> _Input material_:
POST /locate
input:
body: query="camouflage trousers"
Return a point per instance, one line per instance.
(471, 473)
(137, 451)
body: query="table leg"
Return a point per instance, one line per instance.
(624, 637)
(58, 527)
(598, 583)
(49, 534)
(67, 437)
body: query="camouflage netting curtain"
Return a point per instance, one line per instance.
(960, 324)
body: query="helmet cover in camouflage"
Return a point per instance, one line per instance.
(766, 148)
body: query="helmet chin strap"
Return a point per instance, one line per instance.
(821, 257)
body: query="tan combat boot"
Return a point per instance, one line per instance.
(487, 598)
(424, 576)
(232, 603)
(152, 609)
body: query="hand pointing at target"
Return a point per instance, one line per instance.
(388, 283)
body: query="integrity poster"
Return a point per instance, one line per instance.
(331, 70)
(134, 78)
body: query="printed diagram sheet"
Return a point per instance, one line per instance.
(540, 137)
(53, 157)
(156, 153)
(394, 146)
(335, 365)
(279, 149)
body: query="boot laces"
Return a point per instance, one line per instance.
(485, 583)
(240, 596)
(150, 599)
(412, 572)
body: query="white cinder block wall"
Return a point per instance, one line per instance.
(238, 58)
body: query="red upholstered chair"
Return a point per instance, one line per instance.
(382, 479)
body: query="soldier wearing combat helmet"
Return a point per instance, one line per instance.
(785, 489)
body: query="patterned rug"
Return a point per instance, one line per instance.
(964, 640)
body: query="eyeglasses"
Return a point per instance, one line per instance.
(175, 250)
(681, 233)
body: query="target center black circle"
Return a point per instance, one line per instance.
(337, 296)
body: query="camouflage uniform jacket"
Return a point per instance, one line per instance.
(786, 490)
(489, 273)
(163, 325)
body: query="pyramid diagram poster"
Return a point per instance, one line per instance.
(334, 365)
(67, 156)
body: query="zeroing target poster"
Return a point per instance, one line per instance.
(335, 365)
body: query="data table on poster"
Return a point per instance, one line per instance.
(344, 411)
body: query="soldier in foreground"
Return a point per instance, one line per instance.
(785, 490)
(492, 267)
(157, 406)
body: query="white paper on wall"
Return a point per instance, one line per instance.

> _Exercise prompt_: Repeat the records above exactly, from the first line to the last.

> _Task result_:
POST /locate
input:
body: query="camouflage trousers"
Return a point per instance, one line per instance.
(471, 473)
(137, 451)
body: query="table leg"
Return a point per instance, one line per instance.
(624, 637)
(58, 527)
(598, 583)
(49, 534)
(67, 437)
body: query="camouflage netting curtain"
Return a point per instance, one line per instance.
(960, 324)
body: query="helmet cover in camouflage"
Return a point per instance, one line per instance.
(766, 148)
body: query="helmet chin strap"
Return a point per instance, one line per instance.
(821, 257)
body: query="tan combat boot"
Return a point per instance, one line per instance.
(487, 598)
(424, 576)
(232, 603)
(152, 609)
body: query="hand pointing at target"
Return a point per instance, one line per instance.
(388, 283)
body: query="integrity poster"
Return a point per instance, one line per instance.
(331, 70)
(134, 78)
body: query="printed diagram sheet"
Return a point per instance, one line per instance.
(540, 137)
(53, 157)
(156, 153)
(394, 146)
(335, 365)
(279, 149)
body: query="boot laces"
Return a point per instance, one line per instance.
(485, 583)
(240, 596)
(150, 599)
(412, 572)
body: query="white cinder block wall"
Return a point per instance, one line per instance.
(238, 58)
body: query="red upholstered chair"
Return a point per instance, one line per instance.
(382, 479)
body: query="soldier wearing combat helmet"
Return a point per instance, one line per instance.
(785, 489)
body: query="patterned rug"
Return a point per instance, one line per instance.
(964, 640)
body: query="eyeglasses"
Return a point per instance, one line per instance.
(175, 250)
(681, 233)
body: query="target center black circle"
Return a point per instance, one line per instance.
(337, 296)
body: query="camouflage uniform jacket"
Return a point per instance, one line per instance.
(786, 490)
(489, 273)
(163, 325)
body: query="pyramid diagram poster"
Return a point per instance, one line per instance.
(334, 365)
(67, 156)
body: query="zeroing target poster"
Return a point per instance, one line per instance.
(335, 365)
body: query="data table on poster"
Return a point per instance, one line per instance.
(344, 411)
body: query="soldier in foreground"
Return a point per instance, one line per instance.
(785, 490)
(492, 267)
(157, 406)
body: query="white paper on wall"
Return a point per instance, one line per instance.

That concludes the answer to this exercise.